- YOUR TASK -
Rewrite the data below, changing each "Target" to "Label" and keeping everything else the same.

**** RECORDS SUPPLIED ****

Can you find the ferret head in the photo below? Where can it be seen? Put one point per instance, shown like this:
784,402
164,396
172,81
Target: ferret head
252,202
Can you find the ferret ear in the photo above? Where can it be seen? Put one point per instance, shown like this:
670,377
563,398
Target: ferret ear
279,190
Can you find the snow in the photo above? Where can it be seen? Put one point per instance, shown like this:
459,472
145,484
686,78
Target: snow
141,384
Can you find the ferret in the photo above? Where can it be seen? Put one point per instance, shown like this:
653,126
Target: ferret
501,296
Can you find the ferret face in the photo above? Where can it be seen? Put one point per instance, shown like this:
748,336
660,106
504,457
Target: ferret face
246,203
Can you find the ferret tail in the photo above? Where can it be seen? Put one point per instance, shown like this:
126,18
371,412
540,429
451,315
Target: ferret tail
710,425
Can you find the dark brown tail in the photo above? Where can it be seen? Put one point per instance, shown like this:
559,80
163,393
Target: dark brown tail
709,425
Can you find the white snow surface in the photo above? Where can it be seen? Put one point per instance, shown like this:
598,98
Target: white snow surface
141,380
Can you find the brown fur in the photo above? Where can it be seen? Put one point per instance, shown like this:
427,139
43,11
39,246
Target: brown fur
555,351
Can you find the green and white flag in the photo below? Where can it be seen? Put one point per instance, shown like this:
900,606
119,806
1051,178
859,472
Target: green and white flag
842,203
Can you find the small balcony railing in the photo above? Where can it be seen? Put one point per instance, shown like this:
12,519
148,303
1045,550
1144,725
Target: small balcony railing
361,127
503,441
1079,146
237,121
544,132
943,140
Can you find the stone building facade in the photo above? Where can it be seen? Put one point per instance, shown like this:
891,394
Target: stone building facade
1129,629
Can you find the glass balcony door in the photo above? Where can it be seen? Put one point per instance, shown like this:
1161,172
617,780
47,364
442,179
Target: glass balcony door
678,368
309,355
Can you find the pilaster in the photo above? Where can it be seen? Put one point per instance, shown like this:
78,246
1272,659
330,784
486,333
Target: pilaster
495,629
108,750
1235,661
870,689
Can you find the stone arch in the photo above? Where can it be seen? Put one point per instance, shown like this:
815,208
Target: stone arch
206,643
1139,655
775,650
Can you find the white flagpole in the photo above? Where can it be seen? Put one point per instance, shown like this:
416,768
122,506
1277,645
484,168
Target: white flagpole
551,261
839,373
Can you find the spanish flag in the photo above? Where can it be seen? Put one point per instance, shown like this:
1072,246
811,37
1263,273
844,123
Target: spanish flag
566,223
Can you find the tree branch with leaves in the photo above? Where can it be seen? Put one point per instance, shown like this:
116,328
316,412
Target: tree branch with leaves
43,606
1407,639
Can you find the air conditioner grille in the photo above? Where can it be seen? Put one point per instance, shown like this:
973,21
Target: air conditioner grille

****

- OUTPUT FOR THIS EXERCISE -
Can you find the ferret head in the photo below? Where can it be seen? Put one point per instance, shown like this:
784,402
164,396
172,81
Label: ferret head
252,202
Can you find the ferret ear in the photo above? Where can it be seen? Put one point per instance, shown like this:
670,377
563,398
Label: ferret ear
279,190
Can you find the snow in the photo above? Where can it be seen? Put one point per instance, shown like this:
459,472
145,484
686,78
Label: snow
141,384
Can you find the ferret in the photo above? Where can it be seen? Put one point per instance, shown like this:
653,126
Label: ferret
501,296
Can you find the ferret face in the photo above? Where can it be seen? Put one point per instance, shown like this:
748,336
660,106
504,457
Label: ferret face
246,203
Can you find the ferret tail in the photo above? Where can it be seen? Put one point per instance, shown like this:
126,18
371,412
540,429
451,315
Label: ferret tail
710,425
Can you find the dark brown tail in the photo above? Where can it be seen? Put one point per instance, shown like this:
559,80
163,393
Label: dark brown tail
709,425
Can you find the white snow surface in the photo above? Where can it be seen? Put one point per instance, shown like this:
598,98
Label: white snow surface
141,380
Can you find the brown fur in the photo above? Where can it be seen? Put one point per instance, shown like this:
427,139
43,11
39,246
Label: brown fur
555,351
Can you find the green and white flag in the photo below? Where can it be seen? Put one point per instance, shown like this:
900,606
119,806
1051,178
859,472
Label: green and white flag
842,203
Can you find the small balcony railing in the photo above? Where can it be seen? Put one point per instance, shown like this:
12,519
148,303
1045,550
1144,725
Label: small balcony railing
361,127
503,441
1079,146
237,121
544,132
943,140
Can you find the stone building facade in the photo above? Where can it be seen? Put one point per instance, shown like this:
891,394
Label: stone building facade
1129,629
Can you find the glass balcony door in the photo above? Where can it be seen? Put one point per instance, shown like this:
1161,172
617,780
47,364
442,179
Label: glass balcony door
678,368
309,355
Can you find the pilaster in the photo above? Where can it be seen? Put one point per instance, shown like this:
78,246
1272,659
330,784
486,333
Label: pilaster
495,629
108,750
1235,661
870,689
Can you find the stone arch in the photo above? Where can it be seen? Put one point per instance, shown like this:
815,208
Label: stone arch
206,643
1139,655
775,650
Can you find the white flagpole in the photo above? Where can it be seen? Put one point per instance, shown like this:
416,768
122,506
1277,645
484,168
Label: white flagpole
551,261
839,373
Can you find the spanish flag in the photo above? Where can it be seen? Put one point per instance, shown like this:
1072,246
811,37
1263,273
844,123
Label: spanish flag
566,223
Can you find the tree branch with leaves in the photo above? Where can it be seen? Put one point per instance, shown like this:
116,328
316,412
Label: tree branch with leaves
43,606
1407,639
Can you find the air conditioner grille in the photo above? Where can it be seen? Put one point per instance, shown like this:
973,21
Label: air conditioner grille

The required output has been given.